— Directions —
**A.** Reproduce word for word the part of the article on tear gas in Portland that runs from "The city has" to "effort to breathe.".
**B.** In the article on tear gas in Portland, turn the paragraph that begins "The city has been sued" into a short bulleted list that keeps its main facts.

— Document segment —
The directive comes after more than 100 nights of demonstrations that have seen police officers and federal agents use the chemical agent, which is a powerful type of tear gas, to disperse protesters.
“During the last hundred days Portland, Multnomah County and state police have all relied on CS gas where there is a threat to life safety,” Wheeler, who is also the police commissioner, said in a video Thursday. “We need something different. We need it now.”
The city has been sued over the use of CS gas and some elected leaders have called for authorities to stop using it. A couple sued the city after they claimed to be exposed to tear gas during the downtown protests, the Oregonian reported.
In July, inmates in the Multnomah County Justice Center complained of gas seeping into their cells, prompting some to hit their panic buttons and put their mouths at the base of the cell doors in an effort to breathe.
The American Civil Liberties Union, which has sued over the actions of federal agents in Portland, tweeted the agent is banned in warfare.
"It has become the first resort weapon to disperse and suppress peaceful protesters with little regulation, accountability and oversight," Jamil Dakwar, director of the ACLU Human Rights Program, said in a video.

— Stored data entries —
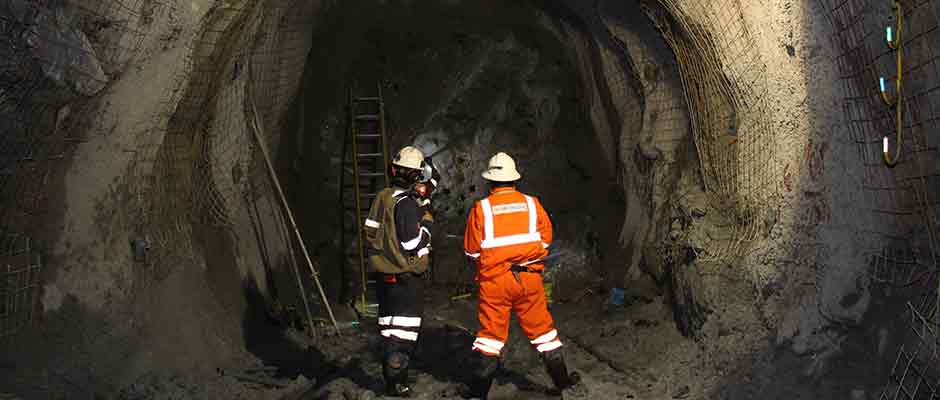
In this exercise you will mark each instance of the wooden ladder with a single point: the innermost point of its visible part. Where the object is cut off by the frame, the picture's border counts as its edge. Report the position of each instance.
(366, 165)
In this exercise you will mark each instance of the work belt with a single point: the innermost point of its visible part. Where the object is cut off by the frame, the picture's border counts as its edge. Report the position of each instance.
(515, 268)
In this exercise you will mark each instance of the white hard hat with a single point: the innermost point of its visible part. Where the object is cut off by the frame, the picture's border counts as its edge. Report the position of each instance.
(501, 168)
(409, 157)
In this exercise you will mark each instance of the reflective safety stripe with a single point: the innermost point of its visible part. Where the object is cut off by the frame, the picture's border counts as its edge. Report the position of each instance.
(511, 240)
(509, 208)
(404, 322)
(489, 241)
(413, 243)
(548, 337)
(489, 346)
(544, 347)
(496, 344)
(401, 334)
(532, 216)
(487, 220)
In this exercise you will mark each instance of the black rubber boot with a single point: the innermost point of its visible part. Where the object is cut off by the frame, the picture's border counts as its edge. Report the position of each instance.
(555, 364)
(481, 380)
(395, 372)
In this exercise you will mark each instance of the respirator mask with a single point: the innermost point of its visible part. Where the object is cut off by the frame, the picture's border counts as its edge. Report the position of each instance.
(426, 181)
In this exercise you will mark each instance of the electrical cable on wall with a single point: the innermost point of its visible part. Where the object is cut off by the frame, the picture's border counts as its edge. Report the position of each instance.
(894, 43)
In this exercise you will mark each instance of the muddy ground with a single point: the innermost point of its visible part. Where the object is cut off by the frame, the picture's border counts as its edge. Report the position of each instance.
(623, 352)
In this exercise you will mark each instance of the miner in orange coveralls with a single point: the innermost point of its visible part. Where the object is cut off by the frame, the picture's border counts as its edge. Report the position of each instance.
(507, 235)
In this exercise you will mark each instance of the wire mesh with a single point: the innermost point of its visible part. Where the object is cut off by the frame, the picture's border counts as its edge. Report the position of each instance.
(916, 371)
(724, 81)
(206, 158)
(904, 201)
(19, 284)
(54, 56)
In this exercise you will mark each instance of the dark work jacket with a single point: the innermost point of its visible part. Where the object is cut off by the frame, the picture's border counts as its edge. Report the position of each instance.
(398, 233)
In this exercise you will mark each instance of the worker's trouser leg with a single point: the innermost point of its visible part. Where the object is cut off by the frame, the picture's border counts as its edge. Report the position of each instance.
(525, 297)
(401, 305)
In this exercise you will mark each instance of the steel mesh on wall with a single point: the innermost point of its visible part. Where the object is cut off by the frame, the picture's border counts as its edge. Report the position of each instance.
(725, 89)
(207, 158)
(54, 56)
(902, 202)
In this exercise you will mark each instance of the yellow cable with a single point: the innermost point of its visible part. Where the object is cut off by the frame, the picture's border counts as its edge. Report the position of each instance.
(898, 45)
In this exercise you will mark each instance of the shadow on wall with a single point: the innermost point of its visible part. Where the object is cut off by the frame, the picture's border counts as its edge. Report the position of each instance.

--

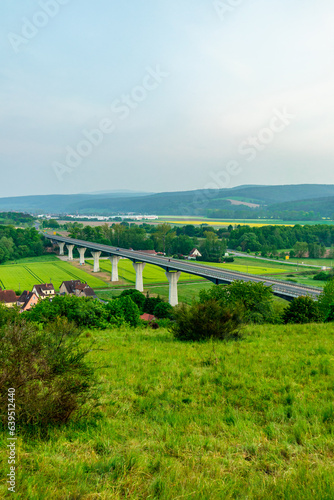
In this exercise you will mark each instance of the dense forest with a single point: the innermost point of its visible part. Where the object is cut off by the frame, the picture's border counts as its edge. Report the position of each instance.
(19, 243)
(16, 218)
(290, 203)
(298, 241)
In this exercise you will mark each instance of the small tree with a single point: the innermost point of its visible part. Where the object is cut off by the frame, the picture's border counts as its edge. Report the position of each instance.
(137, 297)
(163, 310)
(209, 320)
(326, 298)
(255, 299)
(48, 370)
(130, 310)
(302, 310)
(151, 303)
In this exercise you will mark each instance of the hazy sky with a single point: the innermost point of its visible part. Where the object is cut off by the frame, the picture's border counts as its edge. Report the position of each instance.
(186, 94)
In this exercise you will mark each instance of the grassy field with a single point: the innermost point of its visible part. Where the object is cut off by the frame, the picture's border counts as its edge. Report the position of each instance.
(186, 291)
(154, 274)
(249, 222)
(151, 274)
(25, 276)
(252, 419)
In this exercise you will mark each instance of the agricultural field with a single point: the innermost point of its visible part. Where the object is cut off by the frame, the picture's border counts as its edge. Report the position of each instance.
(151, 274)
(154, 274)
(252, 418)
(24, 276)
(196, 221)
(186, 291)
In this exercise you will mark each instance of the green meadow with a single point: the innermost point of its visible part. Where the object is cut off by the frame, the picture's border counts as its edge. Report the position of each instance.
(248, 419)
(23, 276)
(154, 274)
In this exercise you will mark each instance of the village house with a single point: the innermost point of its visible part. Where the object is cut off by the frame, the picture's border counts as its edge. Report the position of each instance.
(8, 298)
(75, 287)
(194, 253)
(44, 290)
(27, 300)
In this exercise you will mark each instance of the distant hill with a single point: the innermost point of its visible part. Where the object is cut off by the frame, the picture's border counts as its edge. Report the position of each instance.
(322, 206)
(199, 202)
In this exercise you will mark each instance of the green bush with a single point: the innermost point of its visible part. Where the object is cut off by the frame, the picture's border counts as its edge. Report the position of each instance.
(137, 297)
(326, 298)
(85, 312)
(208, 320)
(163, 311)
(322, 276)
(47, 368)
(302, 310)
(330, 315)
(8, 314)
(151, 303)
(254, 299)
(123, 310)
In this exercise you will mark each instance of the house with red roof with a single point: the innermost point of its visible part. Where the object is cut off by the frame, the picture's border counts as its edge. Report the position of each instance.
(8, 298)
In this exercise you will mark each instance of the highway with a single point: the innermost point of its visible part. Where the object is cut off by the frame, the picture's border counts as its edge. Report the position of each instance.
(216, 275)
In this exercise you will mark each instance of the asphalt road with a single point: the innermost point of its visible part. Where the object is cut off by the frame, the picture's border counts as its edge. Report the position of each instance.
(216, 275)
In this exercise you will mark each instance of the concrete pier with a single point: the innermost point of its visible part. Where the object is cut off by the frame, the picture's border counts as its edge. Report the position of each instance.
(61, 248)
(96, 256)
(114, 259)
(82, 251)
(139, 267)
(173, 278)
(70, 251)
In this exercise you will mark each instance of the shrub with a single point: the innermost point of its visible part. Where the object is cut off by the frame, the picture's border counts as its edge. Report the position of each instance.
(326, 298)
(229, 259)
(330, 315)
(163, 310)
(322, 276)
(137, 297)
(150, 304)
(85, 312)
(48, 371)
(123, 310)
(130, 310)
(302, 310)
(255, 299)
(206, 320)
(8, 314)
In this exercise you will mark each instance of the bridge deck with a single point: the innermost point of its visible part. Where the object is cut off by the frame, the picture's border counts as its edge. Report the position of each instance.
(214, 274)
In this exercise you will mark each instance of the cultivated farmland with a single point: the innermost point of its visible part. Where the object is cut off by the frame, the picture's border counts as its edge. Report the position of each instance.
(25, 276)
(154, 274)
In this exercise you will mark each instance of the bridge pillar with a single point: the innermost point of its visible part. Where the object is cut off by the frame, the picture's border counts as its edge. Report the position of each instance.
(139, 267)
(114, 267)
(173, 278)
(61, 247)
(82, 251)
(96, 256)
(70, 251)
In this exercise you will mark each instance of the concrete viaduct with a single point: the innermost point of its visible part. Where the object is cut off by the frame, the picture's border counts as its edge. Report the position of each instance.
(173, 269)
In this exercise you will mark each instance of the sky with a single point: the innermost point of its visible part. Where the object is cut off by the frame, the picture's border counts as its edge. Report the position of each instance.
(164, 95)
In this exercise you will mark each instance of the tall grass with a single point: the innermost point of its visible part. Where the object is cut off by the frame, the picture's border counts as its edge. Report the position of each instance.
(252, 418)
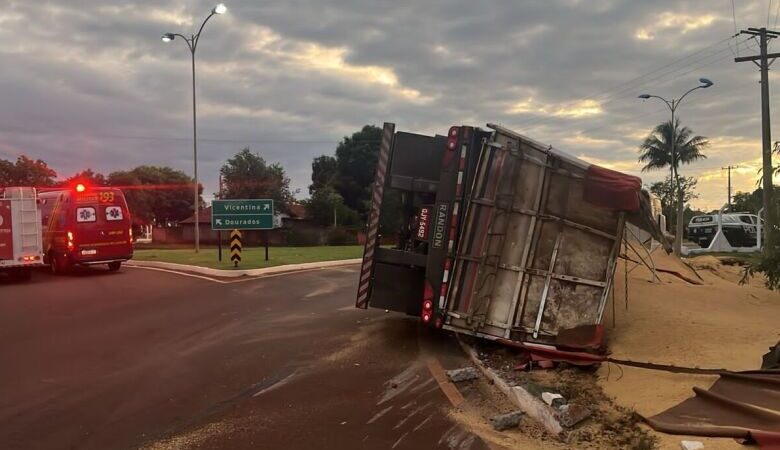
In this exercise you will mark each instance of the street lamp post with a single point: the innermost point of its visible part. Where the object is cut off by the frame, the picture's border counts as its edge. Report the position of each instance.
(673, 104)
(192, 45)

— Responses by item number —
**A.**
The city has been sued over the use of CS gas and some elected leaders have called for authorities to stop using it. A couple sued the city after they claimed to be exposed to tear gas during the downtown protests, the Oregonian reported.
In July, inmates in the Multnomah County Justice Center complained of gas seeping into their cells, prompting some to hit their panic buttons and put their mouths at the base of the cell doors in an effort to breathe.

**B.**
- The city has been sued over its use of CS gas.
- Some elected leaders have called for authorities to stop using it.
- The Oregonian reported that a couple sued the city, claiming they were exposed to tear gas during the downtown protests.